As you can see from the picture, SMART stands for "State Messaging (and) Archive Retrieval Toolset." All in all, it's like Microsoft Outlook on steroids. The State Department has been around for awhile, and the idea of sending 'cables' between posts and back to Washington is certainly not a new one. A few years ago, it changed from a "received, printed, and hand delivered" system into an "integrated into your desktop" system. Fortunately for us IMSers, that means we no longer have to handle all cable traffic, and we can instead just set up filters to direct messages appropriately. Of course, if you're anything like me, you're probably asking why we need cables at all, hasn't e-mail pretty much filled that niche? Well, I'm glad you asked. Cables are more formal, searchable in a permanent archive, and represent 'official' communications. All in all, it's just one more facet of our job overseas.

Next week, Memorial Day and week one of Simulated Operations (SIMOPS).

Saturday, May 17, 2014

Week 11 of Training: Backups, Backups, BACKUPS!

Things are definitely coming to a close. We just wrapped up our week of training in the backup software we'll be using at post. First, let me just say that this is some of the most user friendly backup software I've ever used, short of VM snapshots. I mean, it'll be even better when we don't have to deal with tapes... but they're getting phased out as we speak, so that's something to look forward to! The course was mostly self-led-studying as we worked our way through the labs. Our instructor wrote the book, which was outstanding, and the class went pretty quickly. Many of us repeated the labs 'closed book' several times through the week and still had spare time to take care of errands.

> [DIRECTIVE 1] According to the training blog excerpt, what sets cables apart from e-mail? List each distinguishing quality it gives.
> [DIRECTIVE 2] Write a continuation of the training blog excerpt, starting right after its final sentence about repeating the labs "closed book."

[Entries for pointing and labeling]
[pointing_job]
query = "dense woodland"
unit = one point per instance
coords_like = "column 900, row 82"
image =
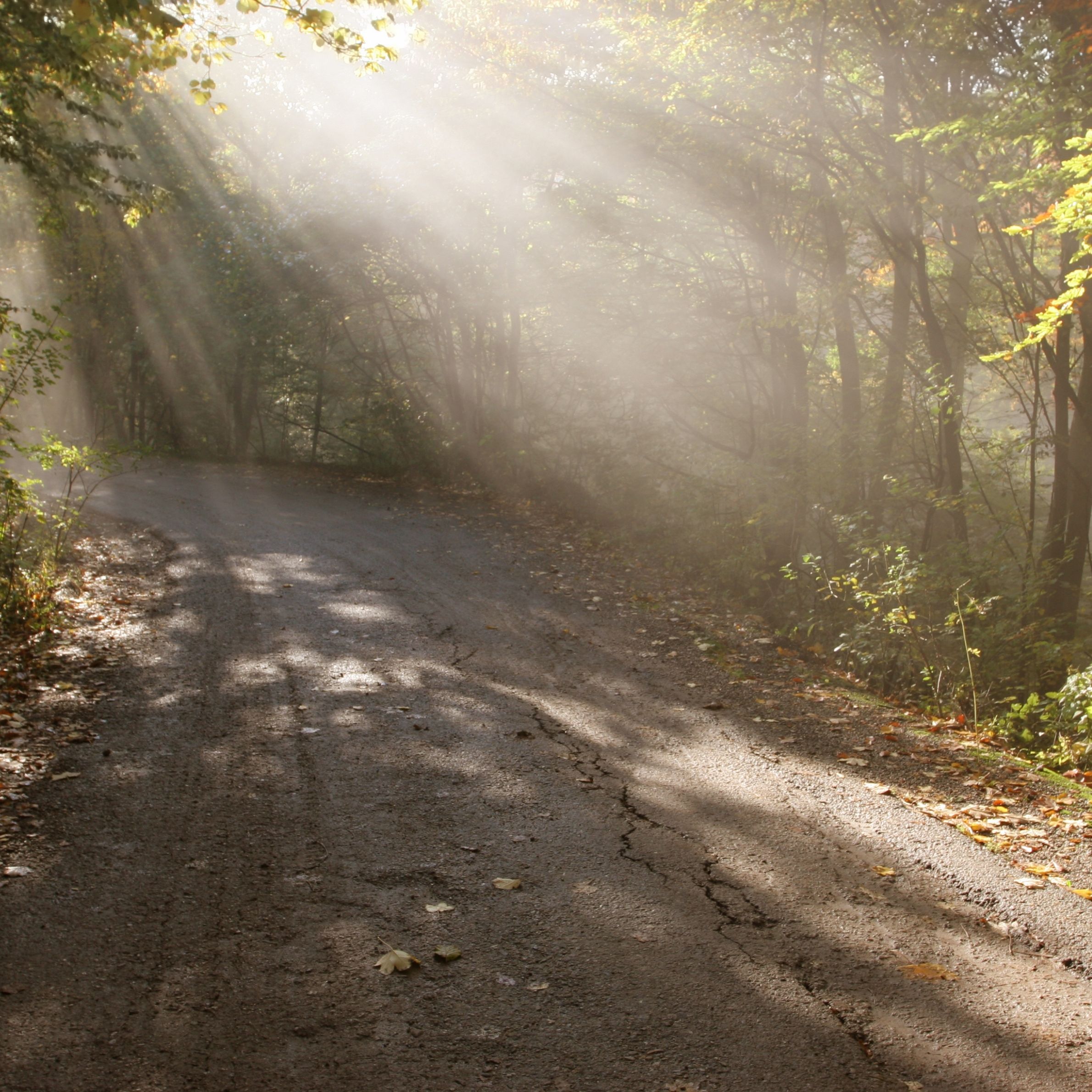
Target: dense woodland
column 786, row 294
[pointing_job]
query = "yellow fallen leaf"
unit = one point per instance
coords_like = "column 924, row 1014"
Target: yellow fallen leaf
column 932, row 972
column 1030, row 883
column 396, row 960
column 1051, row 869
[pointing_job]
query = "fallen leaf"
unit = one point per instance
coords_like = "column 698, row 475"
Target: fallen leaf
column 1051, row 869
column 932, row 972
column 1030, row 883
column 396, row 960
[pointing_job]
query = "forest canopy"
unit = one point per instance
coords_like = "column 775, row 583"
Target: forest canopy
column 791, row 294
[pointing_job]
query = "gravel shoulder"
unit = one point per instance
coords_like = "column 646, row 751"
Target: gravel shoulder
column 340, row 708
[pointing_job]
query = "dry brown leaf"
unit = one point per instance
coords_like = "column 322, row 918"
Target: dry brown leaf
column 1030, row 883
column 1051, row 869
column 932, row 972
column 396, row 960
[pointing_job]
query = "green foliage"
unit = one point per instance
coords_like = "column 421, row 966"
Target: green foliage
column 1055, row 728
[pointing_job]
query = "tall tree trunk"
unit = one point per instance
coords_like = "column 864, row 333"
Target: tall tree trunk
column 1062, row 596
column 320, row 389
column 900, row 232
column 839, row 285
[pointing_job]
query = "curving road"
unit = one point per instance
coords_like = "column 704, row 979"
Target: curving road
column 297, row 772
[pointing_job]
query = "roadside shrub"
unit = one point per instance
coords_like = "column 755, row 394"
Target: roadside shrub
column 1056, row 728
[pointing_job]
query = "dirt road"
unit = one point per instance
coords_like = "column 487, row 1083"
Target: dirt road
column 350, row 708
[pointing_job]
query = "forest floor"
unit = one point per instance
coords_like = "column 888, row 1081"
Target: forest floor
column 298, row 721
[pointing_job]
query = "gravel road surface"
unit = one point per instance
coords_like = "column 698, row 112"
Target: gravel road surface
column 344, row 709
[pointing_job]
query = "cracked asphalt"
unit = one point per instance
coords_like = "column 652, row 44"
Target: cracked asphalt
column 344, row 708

> [EXERCISE RESULT 1]
- They are more formal.
- They are searchable in a permanent archive.
- They represent "official" communications.

> [EXERCISE RESULT 2]
On an unrelated note, I feel like I'm slowing down in my enthusiasm for our training. It's not that what we're doing now is any worse or less interesting... but I think everyone in my class is just... ready to go to post. I really feel for the folks that aren't leaving until August (or later)! Things are speeding up for my family, we've been scrambling to try to prepare for packout, nail down our flights, schedule the rest of our time in the US (between visiting family, people visiting us, and necessary errands) and we're even trying to hire household staff from departing officers in Chennai... It seems like we have so much to do, it's hard to keep up, and that doesn't even count our standard "chasing around a 1 year old" duties!

Well, as people keep telling me... it's not long now. They're probably right, 6 weeks still seems like a long time, but I imagine we'll be on the plane before I know it. Next week is dedicated to learning (how to be?) S.M.A.R.T., which is pretty much the system that replaced the system that replaced telegraphs... tune in next time?

Wednesday, May 14, 2014

Our Housing Assignment is in!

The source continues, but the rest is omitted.